**Consigne donnée 1**
Dressez la liste complète de ce que Paoli feuillette dans l'extrait source sur Corte.
**Consigne donnée 2**
D'après l'extrait source sur Corte, de quel matériau sont capitonnés les volets du bureau de Paoli ?

Giuseppe Ungaretti face parte di i pueti taliani maiò di u XX° seculu. A u principu di l'anni 1930, scrisse pè parechji ghjurnali, è fù pè un cutidianu di Torinu ch'ellu ghjunse in Corsica in u 1932. Trà ghjennaghju è marzu, Ungaretti scopre, sunnieghja è conta l'isula. E so pagine, prima pubblicate è tradutte in francese da Philippe Jacottet sò state tradutte di novu quì pè currisponde megliu, ci pare, à u territoriu. Robba sparterà ogni mese un pezzu di "Montagne, marine e gente di Corsica". Ghjuntu in Corti, ci permette di guardà sta cità incù l'ochji novi di u pueta.



A Corte, Paoli est encore présent; à vrai dire, c’est même surtout ici, dans la capitale de son royaume, au cœur des montagnes, qu’il est présent. Je le vois feuilleter ses exemplaires de Swift, de Locke, de Pétrarque, de Pope, des Evangiles ou de Rousseau. Je le vois fonder l’université, que les Français aboliront, où les moines professeurs enseignent les plus audacieuses curiosités de l’esprit tout en craignant Dieu. Je l’entends dicter là-haut, dans son Palais National, dans son bureau aux volets capitonnés de liège pour parer à quelque coup de feu perfide : « Les discordes et les divisions qui ont déjà mis à mal la tranquillité publique et privée de notre Patrie, en réveillant les inimitiés anciennes et personnelles entre ceux qui ne craignent pas Dieu et n'accordent ni soin ni intérêt au bien public, ont contraint nos principaux chefs à se réunir dans cette consulte générale, pour délibérer sur les moyens qui seraient les plus efficaces pour établir une union commune, et pour châtier avec toute la rigueur que les lois nous permettent ceux qui oseraient la mettre en difficulté par leurs querelles privées ou leurs irrégularités. Il nous est apparu que la méthode la plus sûre pour atteindre l'objectif que nous désirons était l’élection d’un chef militaire, économique et politique, doté d’un esprit éclairé, qui puisse commander ce royaume avec les pleins pouvoirs »[1].
A qui faisait pression sur lui pour la libération d’un traître il répondait : « Monsieur, quand j’aurai mis la dernière main à la parfaite liberté de ma Patrie et que je l’aurai installée sur le socle où je crois le plus opportun de la maintenir, je réunirai les Etats de l’île et leur présenterai l’homme dont vous me parlez. Je veux lui faire voir cette liberté, cette forme de gouvernement et cette félicité qu’il a cherché à détruire, après quoi je le bannirai de l’île à perpétuité »[2].

**Entrées**
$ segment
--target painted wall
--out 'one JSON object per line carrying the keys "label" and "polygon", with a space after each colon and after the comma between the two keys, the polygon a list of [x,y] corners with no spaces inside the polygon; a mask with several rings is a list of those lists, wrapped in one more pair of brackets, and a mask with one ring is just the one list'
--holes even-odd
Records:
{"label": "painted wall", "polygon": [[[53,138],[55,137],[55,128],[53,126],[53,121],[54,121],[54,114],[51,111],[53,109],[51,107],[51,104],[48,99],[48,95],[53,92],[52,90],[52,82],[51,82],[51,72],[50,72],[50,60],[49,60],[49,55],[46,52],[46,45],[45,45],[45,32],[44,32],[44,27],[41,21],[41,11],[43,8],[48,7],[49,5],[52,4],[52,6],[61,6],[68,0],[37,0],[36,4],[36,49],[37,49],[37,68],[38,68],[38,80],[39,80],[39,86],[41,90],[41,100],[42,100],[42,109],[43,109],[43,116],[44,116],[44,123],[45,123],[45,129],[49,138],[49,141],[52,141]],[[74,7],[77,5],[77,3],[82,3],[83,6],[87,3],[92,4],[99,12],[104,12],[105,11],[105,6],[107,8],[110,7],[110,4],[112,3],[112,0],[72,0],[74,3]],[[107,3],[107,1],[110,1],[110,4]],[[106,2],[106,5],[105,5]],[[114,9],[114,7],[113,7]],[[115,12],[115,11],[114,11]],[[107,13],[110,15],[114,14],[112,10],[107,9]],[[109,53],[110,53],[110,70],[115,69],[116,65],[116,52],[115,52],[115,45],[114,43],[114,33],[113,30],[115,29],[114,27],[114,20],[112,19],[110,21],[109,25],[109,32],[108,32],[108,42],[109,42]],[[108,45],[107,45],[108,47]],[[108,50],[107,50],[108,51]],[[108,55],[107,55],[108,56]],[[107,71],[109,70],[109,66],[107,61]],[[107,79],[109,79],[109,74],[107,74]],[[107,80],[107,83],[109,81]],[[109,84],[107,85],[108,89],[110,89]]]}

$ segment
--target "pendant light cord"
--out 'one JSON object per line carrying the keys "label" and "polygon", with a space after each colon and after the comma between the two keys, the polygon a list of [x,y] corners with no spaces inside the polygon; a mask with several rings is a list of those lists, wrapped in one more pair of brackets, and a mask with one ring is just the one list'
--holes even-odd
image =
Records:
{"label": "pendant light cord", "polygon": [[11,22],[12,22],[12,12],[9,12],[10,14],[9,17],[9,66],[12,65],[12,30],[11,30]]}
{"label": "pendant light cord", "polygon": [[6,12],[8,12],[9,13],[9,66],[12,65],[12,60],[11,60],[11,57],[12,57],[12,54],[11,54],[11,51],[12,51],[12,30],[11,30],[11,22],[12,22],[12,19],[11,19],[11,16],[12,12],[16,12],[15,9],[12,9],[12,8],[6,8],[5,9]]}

**Résultat 1**
Swift, Locke, Pétrarque, Pope, les Évangiles et Rousseau.

**Résultat 2**
De liège.